SOURCE DOCUMENT
╭──

This photo is taken at Blake Island about 10 years ago. Most recent one I found with the ring still attached was 1 year ago at obstruction pass state park. I can't find the photo right now though.









MedSailor


----------



## vega1860 (Dec 18, 2006)

We spent a total of three years in that area; one year out of Friday Harbor, after a five month refit at Port Townsend, then 18 months out of Shilshole Bay before sailing back to Hawaii and on to Alaska.

+1 Everything Alex W said. I would only add that you should make sure what ever boat you choose has a good engine and emphasize the importance of paying attention to the tides and currents.


----------



## northwestsailor (Feb 24, 2009)

First, thank you to all of you for your thoughtful responses! Second: No, NO --- I didn't say we wouldn't be staying overnight (it's hard to do a weekend cruise without staying overnight) --- I said we weren't planning to do any overnight *sailing*. That is, we intend to plan our trips such that we are at anchor or a dock or a mooring by 5 pm in the summer.

╰──

According to the sailing forum thread, where did vega1860 complete a five-month refit before spending a year out of Friday Harbor?

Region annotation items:

╭──

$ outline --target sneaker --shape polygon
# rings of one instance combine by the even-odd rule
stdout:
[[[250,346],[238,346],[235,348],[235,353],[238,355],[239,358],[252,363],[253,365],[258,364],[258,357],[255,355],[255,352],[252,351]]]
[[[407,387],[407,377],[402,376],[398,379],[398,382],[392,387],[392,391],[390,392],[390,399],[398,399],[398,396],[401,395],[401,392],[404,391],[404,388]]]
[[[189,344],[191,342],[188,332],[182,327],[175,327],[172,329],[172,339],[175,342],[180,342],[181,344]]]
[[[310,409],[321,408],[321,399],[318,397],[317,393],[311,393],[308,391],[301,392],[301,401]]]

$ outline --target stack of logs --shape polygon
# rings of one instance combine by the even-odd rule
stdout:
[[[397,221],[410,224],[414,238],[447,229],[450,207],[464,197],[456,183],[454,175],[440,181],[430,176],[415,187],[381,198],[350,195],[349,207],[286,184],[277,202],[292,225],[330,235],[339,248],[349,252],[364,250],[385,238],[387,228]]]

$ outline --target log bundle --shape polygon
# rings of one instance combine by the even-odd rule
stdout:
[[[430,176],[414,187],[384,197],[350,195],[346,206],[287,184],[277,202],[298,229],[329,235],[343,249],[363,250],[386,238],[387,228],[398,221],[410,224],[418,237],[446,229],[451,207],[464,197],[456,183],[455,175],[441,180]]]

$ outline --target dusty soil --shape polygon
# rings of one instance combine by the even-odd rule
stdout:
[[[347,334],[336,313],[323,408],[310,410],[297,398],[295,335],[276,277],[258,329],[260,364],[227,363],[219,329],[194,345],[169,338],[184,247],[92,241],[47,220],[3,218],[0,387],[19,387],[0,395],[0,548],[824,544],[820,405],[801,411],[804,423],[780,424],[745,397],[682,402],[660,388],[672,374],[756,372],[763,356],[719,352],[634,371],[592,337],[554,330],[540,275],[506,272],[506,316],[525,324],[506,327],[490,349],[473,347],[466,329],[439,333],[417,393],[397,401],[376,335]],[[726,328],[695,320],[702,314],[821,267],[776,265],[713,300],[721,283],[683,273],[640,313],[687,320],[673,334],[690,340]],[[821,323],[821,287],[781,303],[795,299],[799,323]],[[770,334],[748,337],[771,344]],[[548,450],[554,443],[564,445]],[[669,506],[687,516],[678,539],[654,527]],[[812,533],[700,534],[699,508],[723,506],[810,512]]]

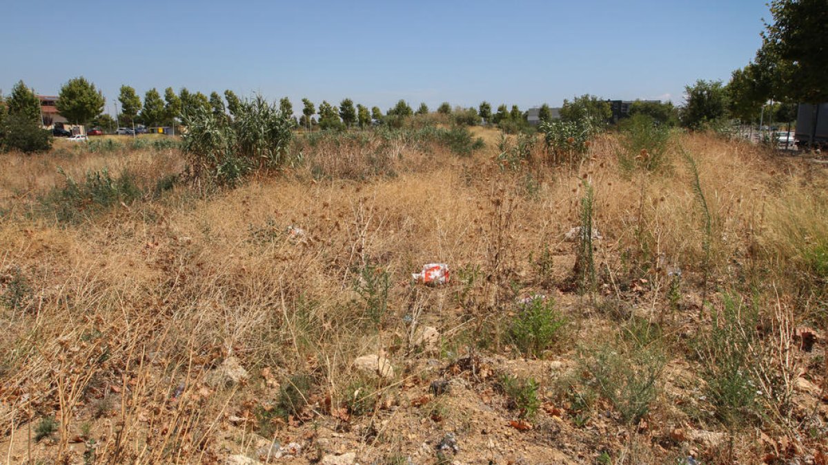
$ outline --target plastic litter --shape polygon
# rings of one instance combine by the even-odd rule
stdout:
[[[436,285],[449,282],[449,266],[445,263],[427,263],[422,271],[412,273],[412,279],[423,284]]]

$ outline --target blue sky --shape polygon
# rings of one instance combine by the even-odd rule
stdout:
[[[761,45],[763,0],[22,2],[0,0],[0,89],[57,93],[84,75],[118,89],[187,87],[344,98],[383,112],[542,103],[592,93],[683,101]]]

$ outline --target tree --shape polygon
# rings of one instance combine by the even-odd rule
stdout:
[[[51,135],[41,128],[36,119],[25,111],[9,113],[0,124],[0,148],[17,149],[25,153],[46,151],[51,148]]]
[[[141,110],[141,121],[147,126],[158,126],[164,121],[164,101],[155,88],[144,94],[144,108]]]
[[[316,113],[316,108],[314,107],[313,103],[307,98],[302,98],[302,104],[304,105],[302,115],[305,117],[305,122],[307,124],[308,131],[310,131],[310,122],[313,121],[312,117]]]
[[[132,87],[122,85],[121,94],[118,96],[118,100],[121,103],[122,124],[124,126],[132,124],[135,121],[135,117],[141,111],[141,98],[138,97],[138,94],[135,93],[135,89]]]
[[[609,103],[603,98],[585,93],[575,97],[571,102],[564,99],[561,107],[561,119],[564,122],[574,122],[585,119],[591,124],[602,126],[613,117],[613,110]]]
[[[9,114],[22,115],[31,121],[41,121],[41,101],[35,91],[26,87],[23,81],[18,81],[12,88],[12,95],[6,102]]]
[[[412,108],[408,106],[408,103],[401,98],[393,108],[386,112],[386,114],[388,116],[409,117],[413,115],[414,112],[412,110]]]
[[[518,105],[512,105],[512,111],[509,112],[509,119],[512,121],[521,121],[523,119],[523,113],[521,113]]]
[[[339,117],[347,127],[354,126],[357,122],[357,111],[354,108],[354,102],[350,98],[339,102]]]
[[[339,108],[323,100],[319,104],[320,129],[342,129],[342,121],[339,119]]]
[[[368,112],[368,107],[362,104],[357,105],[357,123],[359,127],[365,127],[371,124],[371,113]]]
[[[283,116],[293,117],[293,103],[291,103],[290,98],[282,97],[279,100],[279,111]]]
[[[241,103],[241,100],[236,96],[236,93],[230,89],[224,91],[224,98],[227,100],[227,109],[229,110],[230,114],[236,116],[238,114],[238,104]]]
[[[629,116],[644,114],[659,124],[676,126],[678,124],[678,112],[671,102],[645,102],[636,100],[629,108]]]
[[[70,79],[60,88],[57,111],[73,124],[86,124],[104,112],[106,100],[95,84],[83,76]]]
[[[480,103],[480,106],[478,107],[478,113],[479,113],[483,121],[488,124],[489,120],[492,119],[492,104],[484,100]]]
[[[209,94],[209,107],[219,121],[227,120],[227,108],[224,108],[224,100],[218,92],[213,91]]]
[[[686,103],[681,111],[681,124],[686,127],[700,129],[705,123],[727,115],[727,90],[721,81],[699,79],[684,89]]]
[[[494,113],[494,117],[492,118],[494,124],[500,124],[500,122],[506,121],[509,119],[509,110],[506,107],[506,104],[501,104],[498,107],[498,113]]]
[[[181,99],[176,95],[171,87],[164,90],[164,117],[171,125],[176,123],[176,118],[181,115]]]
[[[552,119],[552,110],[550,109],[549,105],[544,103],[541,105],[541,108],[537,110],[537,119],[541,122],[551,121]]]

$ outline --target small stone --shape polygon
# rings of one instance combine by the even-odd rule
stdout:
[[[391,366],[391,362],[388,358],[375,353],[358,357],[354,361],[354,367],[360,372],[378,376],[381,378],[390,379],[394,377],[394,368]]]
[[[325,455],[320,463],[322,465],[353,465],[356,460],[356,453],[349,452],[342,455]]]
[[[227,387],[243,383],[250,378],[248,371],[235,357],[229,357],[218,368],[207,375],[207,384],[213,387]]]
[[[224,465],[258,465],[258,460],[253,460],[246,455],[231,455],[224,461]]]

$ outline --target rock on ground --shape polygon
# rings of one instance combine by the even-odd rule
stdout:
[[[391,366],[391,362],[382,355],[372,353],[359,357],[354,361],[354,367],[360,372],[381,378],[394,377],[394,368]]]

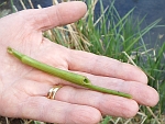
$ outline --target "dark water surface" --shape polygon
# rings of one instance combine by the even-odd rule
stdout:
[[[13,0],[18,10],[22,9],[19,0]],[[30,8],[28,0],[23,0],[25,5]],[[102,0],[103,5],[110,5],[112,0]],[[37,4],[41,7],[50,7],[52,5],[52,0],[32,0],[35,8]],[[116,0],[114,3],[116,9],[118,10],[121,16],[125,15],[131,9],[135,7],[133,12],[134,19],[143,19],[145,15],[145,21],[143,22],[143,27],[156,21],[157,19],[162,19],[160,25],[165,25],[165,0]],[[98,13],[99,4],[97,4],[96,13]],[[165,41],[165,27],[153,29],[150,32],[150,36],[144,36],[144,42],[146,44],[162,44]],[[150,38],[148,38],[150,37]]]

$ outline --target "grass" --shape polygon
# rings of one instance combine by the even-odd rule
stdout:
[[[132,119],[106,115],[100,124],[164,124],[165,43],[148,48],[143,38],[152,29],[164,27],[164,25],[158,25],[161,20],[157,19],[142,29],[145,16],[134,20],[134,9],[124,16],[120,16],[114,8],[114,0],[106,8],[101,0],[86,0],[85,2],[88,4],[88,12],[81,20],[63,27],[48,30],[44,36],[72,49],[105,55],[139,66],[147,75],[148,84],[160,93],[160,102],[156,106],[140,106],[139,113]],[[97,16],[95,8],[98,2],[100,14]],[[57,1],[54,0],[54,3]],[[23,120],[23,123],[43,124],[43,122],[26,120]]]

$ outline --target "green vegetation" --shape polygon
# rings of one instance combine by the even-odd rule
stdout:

╰──
╭──

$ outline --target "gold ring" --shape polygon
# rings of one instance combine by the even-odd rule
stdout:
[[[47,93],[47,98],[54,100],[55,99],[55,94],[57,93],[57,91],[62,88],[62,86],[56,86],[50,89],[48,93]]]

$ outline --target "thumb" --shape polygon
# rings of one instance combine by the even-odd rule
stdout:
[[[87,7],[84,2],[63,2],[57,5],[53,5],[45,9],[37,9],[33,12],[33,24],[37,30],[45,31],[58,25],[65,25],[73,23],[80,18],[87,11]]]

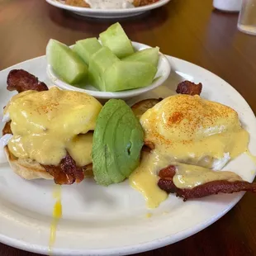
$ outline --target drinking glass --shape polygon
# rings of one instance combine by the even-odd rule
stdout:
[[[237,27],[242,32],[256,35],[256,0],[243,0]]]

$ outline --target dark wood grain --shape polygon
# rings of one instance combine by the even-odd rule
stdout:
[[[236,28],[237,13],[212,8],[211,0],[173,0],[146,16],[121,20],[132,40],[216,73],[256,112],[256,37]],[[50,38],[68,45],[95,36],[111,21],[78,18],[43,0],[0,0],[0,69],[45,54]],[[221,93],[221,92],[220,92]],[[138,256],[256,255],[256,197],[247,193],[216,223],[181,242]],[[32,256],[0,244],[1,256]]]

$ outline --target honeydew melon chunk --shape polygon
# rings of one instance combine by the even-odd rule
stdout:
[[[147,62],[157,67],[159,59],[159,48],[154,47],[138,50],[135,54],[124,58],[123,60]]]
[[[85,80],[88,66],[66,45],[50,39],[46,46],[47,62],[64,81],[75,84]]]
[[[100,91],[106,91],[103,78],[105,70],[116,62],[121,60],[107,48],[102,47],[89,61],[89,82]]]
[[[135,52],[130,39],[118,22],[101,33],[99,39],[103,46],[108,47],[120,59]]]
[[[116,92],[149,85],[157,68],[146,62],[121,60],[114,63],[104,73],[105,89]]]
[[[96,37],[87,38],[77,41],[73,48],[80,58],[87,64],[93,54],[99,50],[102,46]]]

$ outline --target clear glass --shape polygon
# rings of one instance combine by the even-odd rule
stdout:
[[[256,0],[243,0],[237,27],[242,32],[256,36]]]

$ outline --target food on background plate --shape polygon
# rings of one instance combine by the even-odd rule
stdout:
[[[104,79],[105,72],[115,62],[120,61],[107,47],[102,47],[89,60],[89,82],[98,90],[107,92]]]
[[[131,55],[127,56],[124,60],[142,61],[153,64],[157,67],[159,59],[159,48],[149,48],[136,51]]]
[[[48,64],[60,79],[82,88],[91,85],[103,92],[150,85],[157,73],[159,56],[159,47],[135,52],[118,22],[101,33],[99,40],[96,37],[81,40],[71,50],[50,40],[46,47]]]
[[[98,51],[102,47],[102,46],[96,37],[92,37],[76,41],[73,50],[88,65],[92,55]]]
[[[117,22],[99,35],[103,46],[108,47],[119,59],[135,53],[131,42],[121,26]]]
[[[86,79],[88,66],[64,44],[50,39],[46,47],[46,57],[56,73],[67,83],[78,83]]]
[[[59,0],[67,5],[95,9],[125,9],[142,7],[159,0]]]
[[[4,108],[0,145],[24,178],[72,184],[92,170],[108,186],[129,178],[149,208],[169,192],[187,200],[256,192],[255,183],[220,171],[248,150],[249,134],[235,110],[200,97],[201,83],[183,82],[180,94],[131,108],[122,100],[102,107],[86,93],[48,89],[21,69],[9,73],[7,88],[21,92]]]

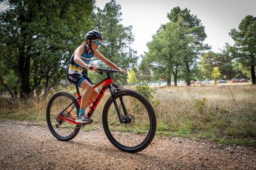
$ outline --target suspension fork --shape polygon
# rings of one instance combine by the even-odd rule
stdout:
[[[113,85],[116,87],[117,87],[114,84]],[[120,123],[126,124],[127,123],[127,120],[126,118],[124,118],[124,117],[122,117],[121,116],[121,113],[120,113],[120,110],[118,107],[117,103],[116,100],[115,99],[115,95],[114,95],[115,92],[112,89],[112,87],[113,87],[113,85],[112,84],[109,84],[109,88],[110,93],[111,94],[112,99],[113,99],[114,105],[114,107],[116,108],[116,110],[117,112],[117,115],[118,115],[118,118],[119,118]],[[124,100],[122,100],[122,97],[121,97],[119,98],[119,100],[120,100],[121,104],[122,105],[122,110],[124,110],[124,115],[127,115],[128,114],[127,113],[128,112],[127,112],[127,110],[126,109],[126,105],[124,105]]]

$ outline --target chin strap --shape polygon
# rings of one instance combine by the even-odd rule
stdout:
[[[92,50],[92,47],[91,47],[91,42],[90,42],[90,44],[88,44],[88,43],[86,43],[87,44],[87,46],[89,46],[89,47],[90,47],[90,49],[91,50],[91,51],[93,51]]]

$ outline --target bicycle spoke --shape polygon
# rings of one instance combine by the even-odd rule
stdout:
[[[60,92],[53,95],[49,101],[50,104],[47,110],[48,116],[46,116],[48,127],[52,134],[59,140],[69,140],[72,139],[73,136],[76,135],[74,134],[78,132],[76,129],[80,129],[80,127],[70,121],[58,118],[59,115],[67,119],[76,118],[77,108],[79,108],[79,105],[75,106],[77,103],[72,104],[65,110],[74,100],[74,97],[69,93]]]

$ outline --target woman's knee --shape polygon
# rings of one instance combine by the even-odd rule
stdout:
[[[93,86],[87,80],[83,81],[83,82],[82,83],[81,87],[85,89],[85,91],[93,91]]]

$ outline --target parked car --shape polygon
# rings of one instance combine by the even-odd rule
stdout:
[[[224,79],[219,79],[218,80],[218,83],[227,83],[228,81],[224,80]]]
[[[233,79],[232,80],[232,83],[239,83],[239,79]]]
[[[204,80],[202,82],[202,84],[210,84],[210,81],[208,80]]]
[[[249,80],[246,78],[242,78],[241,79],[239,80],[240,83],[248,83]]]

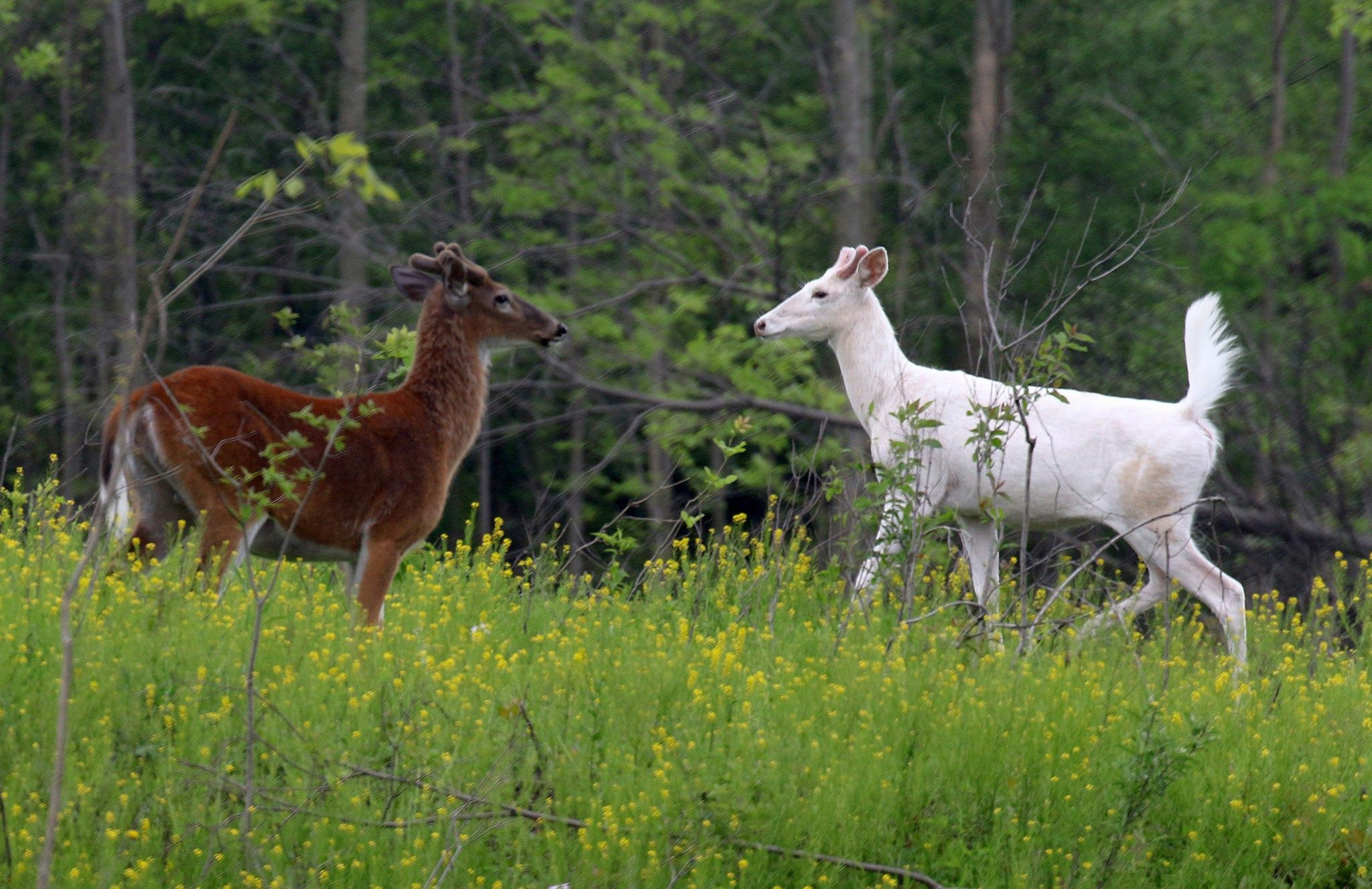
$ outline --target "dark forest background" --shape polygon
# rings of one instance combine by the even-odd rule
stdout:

╰──

WRITTEN RESPONSE
Port Townsend.